_Supplied material_
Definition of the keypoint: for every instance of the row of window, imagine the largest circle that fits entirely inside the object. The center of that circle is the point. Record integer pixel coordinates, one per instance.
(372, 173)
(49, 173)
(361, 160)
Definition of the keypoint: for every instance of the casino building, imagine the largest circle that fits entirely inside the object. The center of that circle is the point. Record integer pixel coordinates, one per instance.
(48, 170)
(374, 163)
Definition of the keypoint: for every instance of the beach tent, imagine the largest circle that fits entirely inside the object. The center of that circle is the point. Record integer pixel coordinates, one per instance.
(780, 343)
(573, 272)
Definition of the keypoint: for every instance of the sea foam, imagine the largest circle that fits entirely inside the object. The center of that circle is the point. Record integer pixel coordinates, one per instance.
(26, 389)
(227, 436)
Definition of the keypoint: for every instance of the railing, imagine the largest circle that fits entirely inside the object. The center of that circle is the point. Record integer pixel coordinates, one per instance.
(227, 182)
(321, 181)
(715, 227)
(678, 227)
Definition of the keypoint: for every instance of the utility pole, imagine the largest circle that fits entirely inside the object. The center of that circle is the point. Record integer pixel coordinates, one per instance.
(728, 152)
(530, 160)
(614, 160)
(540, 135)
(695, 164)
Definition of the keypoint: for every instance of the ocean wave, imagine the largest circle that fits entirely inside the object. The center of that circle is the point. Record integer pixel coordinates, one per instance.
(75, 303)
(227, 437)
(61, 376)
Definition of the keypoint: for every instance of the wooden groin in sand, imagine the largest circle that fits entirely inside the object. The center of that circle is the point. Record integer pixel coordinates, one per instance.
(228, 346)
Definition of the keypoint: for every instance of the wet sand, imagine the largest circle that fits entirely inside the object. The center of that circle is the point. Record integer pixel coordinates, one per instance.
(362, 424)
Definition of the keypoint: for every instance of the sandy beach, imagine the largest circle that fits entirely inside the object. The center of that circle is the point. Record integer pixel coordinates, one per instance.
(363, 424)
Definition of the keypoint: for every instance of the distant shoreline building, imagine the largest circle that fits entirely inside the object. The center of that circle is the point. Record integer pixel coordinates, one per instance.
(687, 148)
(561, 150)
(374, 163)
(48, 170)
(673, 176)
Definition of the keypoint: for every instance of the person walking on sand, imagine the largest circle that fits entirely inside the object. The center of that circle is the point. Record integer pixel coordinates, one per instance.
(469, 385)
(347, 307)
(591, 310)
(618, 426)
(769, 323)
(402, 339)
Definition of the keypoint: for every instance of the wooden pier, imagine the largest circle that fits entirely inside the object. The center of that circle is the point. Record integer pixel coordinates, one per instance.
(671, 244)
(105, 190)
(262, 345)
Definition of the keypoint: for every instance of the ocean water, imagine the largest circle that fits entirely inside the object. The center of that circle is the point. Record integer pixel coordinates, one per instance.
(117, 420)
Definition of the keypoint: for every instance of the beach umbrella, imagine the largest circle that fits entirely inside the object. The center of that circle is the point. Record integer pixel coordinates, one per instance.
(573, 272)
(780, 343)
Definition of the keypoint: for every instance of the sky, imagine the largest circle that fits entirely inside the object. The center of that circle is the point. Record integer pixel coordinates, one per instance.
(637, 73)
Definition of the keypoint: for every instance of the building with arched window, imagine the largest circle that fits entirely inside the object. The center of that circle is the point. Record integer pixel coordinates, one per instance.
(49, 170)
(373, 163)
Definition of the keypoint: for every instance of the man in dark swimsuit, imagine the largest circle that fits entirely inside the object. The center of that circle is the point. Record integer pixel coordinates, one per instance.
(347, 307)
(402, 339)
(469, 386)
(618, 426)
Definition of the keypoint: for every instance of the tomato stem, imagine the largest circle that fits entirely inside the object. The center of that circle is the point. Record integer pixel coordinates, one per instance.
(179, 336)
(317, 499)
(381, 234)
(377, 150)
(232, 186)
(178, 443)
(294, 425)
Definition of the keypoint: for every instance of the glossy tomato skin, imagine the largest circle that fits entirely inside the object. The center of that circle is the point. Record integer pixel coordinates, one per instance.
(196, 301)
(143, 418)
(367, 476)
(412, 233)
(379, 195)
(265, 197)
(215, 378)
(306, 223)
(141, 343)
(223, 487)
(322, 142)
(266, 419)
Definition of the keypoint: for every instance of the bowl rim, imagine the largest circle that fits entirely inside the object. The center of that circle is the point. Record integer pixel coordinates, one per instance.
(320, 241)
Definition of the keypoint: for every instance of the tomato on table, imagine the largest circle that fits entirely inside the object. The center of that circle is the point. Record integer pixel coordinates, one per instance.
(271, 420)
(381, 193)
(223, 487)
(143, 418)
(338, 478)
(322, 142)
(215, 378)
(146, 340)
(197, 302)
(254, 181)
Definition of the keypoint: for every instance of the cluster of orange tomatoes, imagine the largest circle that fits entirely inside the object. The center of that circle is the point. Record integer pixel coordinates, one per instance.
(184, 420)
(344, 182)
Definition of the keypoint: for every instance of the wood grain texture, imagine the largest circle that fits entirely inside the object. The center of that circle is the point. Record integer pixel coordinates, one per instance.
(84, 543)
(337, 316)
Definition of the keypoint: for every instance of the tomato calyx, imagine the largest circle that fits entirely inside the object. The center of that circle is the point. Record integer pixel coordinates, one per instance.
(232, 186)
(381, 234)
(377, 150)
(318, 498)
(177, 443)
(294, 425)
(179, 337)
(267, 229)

_What is needed_
All lines from the one containing "Definition of the keypoint: for every instance of the wood grain" through the final line of the listing above are to be reproduced exactly; include both and add nothing.

_Complete answer_
Definition of the keypoint: for every instance of the wood grain texture, imagine the largest circle that fits entirely inside the object. The center of that circle is the point. Record integer pixel coordinates, one per instance.
(84, 543)
(337, 316)
Definition of the keypoint: for every instance of the tomato calyx, imagine the largest circle that fits entirely inside the object. The center of that circle is the point. Record integer pixel coordinates, one per instance.
(232, 186)
(381, 234)
(377, 150)
(318, 498)
(177, 443)
(294, 425)
(179, 337)
(267, 229)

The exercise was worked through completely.